Copy all of the following material verbatim, leaving out the pictures.
---+---
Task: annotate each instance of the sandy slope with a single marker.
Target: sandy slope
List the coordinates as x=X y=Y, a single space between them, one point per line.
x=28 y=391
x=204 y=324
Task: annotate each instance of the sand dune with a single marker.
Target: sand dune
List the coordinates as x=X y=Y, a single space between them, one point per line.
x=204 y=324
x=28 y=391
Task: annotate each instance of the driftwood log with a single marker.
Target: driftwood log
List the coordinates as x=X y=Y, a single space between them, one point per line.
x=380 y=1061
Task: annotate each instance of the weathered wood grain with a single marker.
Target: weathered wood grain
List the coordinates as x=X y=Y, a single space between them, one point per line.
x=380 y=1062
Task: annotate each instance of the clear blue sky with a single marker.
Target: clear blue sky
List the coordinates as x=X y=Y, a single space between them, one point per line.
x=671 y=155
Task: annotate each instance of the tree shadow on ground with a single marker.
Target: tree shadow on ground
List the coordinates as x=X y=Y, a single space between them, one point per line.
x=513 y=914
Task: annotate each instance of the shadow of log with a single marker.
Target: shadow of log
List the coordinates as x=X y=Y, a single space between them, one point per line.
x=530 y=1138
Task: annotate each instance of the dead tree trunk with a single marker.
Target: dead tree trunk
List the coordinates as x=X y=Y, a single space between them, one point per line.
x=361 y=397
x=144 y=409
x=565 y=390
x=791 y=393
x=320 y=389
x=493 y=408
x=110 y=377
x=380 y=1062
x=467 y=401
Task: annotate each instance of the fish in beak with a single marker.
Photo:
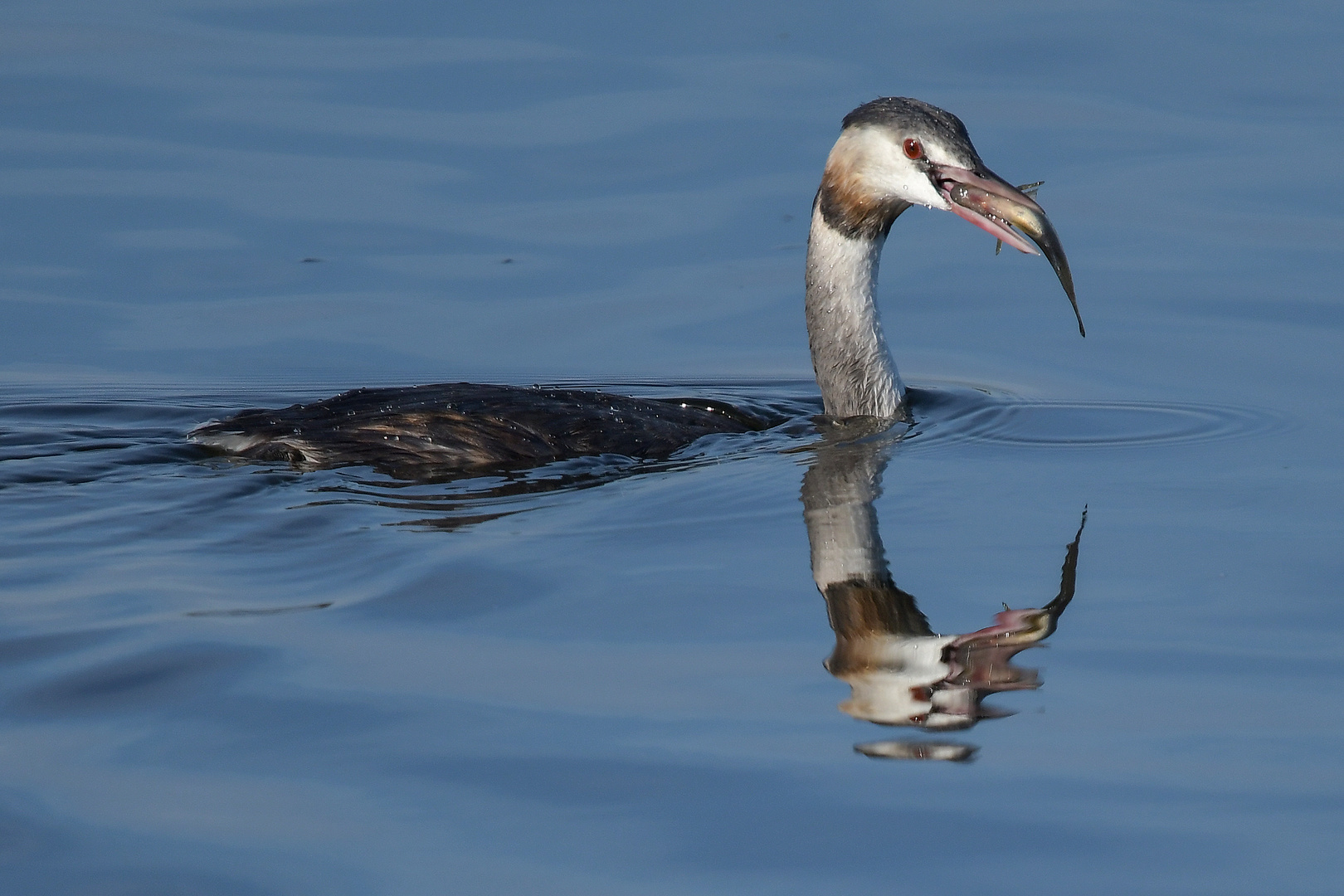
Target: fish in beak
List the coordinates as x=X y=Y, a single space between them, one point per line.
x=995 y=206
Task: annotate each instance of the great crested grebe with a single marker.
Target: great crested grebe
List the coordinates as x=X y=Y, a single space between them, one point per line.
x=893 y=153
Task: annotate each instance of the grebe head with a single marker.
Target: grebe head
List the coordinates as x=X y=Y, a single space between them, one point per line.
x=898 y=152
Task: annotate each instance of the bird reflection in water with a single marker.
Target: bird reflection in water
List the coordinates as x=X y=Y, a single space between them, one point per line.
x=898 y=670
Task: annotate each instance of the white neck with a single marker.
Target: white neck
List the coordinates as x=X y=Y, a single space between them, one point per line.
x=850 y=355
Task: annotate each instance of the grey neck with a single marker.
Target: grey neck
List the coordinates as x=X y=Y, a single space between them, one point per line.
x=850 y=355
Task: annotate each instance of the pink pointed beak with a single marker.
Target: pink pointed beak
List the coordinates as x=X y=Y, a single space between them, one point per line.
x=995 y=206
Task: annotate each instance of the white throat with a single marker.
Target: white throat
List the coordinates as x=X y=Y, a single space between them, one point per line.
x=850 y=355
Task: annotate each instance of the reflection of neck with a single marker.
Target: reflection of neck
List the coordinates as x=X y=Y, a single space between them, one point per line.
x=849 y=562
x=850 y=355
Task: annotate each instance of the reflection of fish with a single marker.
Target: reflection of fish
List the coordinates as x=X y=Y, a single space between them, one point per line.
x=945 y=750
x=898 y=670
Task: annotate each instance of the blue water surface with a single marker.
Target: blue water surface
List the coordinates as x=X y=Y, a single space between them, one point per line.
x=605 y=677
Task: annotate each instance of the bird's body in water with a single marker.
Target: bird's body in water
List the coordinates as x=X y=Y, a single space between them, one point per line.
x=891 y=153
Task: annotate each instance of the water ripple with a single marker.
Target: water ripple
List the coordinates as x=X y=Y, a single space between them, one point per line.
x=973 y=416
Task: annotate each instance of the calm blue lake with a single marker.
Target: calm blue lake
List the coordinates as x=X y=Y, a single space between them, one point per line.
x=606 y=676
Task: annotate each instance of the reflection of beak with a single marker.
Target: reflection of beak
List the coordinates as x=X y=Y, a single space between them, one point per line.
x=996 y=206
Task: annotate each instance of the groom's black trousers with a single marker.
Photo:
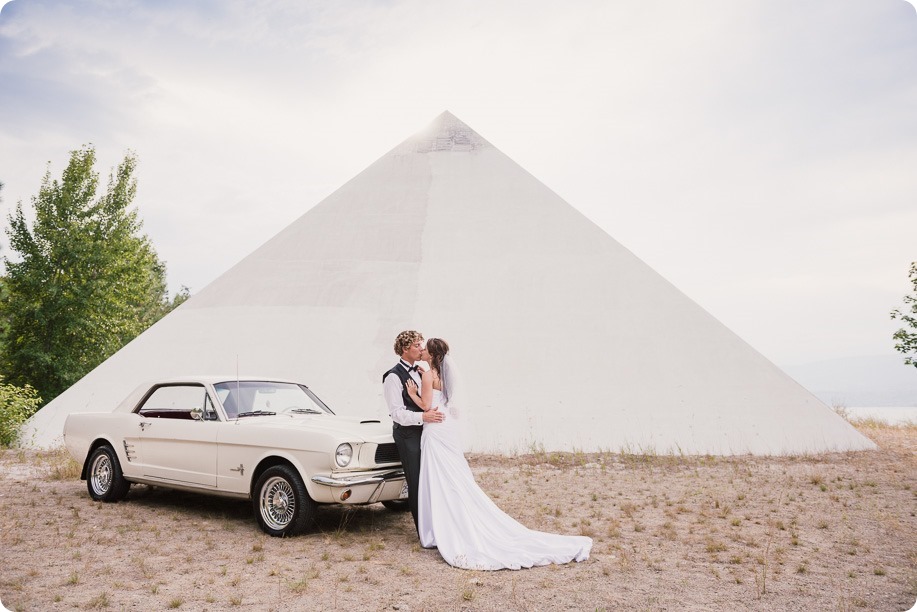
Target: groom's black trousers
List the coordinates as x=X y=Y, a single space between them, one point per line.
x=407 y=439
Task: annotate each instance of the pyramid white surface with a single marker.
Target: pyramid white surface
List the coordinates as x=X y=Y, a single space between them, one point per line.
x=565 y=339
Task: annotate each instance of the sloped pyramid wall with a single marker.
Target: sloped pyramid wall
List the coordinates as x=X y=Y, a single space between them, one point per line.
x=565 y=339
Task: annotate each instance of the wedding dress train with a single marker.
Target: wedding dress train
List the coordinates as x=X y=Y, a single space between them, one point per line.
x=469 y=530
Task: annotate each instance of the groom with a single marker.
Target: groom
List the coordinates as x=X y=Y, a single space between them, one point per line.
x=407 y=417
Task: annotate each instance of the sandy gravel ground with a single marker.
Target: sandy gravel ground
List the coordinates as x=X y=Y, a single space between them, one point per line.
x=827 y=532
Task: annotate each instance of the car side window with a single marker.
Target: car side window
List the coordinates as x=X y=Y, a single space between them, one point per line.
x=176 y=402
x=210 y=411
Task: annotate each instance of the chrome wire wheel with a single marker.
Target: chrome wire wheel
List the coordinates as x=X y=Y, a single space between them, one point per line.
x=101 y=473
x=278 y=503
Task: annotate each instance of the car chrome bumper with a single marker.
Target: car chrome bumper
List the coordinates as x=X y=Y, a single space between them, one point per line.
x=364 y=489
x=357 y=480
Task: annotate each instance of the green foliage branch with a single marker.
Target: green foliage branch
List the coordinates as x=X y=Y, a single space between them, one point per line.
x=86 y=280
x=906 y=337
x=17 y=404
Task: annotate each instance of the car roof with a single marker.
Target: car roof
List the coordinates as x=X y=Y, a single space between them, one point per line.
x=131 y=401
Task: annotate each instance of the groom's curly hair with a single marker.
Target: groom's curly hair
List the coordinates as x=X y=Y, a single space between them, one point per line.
---+---
Exercise solution:
Task: annotate each instance of the sandy slope with a single marker.
Target: sandy slope
List the coordinates as x=X y=Y, a single space between them, one point per line.
x=28 y=391
x=204 y=324
Task: annotate each instance of the sand dune with a single marker.
Target: sand dune
List the coordinates as x=X y=Y, a single space between them, one point per line.
x=204 y=324
x=28 y=391
Task: annotate each instance of the driftwood log with a single marker.
Target: driftwood log
List the coordinates as x=X y=Y, a single space between them, one point per line.
x=380 y=1061
Task: annotate each instance of the weathered wood grain with a single marker.
Target: weathered wood grain
List the coordinates as x=X y=Y, a single space between them, one point per line.
x=380 y=1062
Task: annotate each instance of the clear blue sky with a single marker.
Target: clear blue sky
List the coordinates as x=X y=Y, a single space between them, one point per line.
x=671 y=155
Task: annotate each instance of the tree shadow on ground with a single marker.
Target: tree shadow on ground
List the coordinates as x=X y=Y, a single space between them, one point per line.
x=513 y=914
Task: annotate each instance of the shadow of log with a single marker.
Target: shadow of log
List the coordinates as x=X y=Y, a single space between them, one point per line.
x=530 y=1138
Task: annotate each instance of the dead tree trunk with a single marker.
Target: dead tree trunk
List the coordinates as x=X y=Y, a single space between them, one point per line.
x=361 y=397
x=144 y=409
x=565 y=390
x=791 y=393
x=320 y=389
x=493 y=408
x=110 y=377
x=380 y=1062
x=467 y=401
Task: annotate each instance of the fish in beak with a single marker.
Photo:
Target: fish in beak
List the coordinates as x=X y=Y, a single space between them, one point per line.
x=995 y=206
Task: annotate each instance of the great crested grebe with a single marker.
Target: great crested grebe
List the coordinates as x=X y=Y, a single space between them, one point per line.
x=893 y=153
Task: annotate each instance of the grebe head with a single marker.
Target: grebe head
List the coordinates as x=X y=Y, a single space between them, one point per line.
x=898 y=152
Task: annotate each instance of the bird reflection in water with a single marker.
Target: bird reflection in water
List the coordinates as x=X y=Y, a single space between them, one point per line.
x=898 y=670
Task: annotate each instance of the white neck with a single marker.
Target: white neck
List the coordinates as x=X y=Y, a single space between them, one point per line.
x=850 y=355
Task: annotate each instance of the grey neck with a single marker.
Target: grey neck
List the coordinates as x=X y=Y, a single space between them, one point per line.
x=850 y=355
Task: annotate each instance of the pink pointed beak with a single marker.
Target: pink pointed beak
List the coordinates as x=X y=Y, a single space between them, one point per line.
x=995 y=206
Task: annotate each instance of the white throat with a single marker.
Target: white throat
List the coordinates as x=X y=Y, a single space between them, one point per line.
x=850 y=355
Task: annotate each instance of the reflection of neck with a single marker.
Target: reflection of neck
List the coordinates as x=X y=Y, a single space between them, one point per line.
x=849 y=562
x=850 y=355
Task: annotate each instance of the reflection of fish with a single marker.
Target: reflection of fish
List the coordinates as x=X y=Y, a single space between them, one point per line.
x=945 y=750
x=898 y=670
Task: annotate each instance of the blue water surface with a single marker.
Target: blue water surface
List the coordinates as x=X y=Y, a single space between them, one point per line.
x=605 y=677
Task: annotate each instance of the bird's body in water with a single marker.
Target: bird's body in water
List the coordinates as x=X y=Y, a single space between them, one point per line.
x=891 y=153
Task: annotate each instance of the water ripple with a single marker.
Target: water ripple
List the coordinates as x=X y=Y, a single space between them, one point per line.
x=973 y=416
Task: annotate each instance of the calm blue lake with a single marker.
Target: calm blue lake
List the coordinates as x=X y=Y, a single space between them, one point per line.
x=606 y=676
Task: annotate each instance of the reflection of beak with a single marker.
Target: reflection of beak
List the coordinates as x=X y=Y, a single space between them, one point per line.
x=996 y=206
Task: annotate each instance of the groom's black trousers with a single marker.
Photo:
Target: groom's black trousers
List the coordinates as x=X y=Y, a single space between them, one point per line.
x=407 y=439
Task: annotate each instance of the pyramid white surface with a single marker.
Target: pyramid white surface
List the coordinates as x=X y=Y, a single space between them, one point per line.
x=565 y=339
Task: annotate each instance of the sloped pyramid wall with a single marker.
Target: sloped pyramid wall
List the coordinates as x=X y=Y, a single space between them, one point per line.
x=565 y=339
Task: annotate each instance of the wedding dress train with a single marker.
Target: wedding dress train
List the coordinates as x=X y=Y, a single space between them, one point per line.
x=469 y=530
Task: annotate each instance of the groom with a single marker.
Target: groom
List the coordinates as x=X y=Y, a single space between them, one point per line.
x=407 y=417
Task: annotate each instance of the sandy gravel ground with a single marker.
Target: sandy gravel ground
List the coordinates as x=X y=Y, a single space between them, one point per line.
x=827 y=532
Task: annotate each instance of the car side window with a single marker.
Target: car side window
List the coordinates as x=X y=Y, a single space between them, one point per line.
x=176 y=402
x=210 y=411
Task: annotate each instance of the chrome wire wheel with a single marker.
Target: chrome wire wheel
List the coordinates as x=X y=Y, a single space between them, one point per line.
x=101 y=473
x=278 y=503
Task: annotate each instance of the car chrome bumper with a single marker.
Target: car chrome bumper
List the coordinates as x=X y=Y, a single space between them, one point per line.
x=364 y=489
x=357 y=480
Task: annotate each instance of the green foliage branch with a single marker.
Target: green foliage branch
List the coordinates as x=X y=Y, a single space between them, one point per line.
x=86 y=280
x=906 y=337
x=17 y=404
Task: annotate each instance of the car roof with a single marker.
Target: car roof
List the coordinates as x=X y=Y, a single space between them, one point per line.
x=131 y=401
Task: annotate each instance of the groom's curly hair with a single marker.
Target: groom's curly hair
List the coordinates as x=X y=Y, a single space between them, one point per line.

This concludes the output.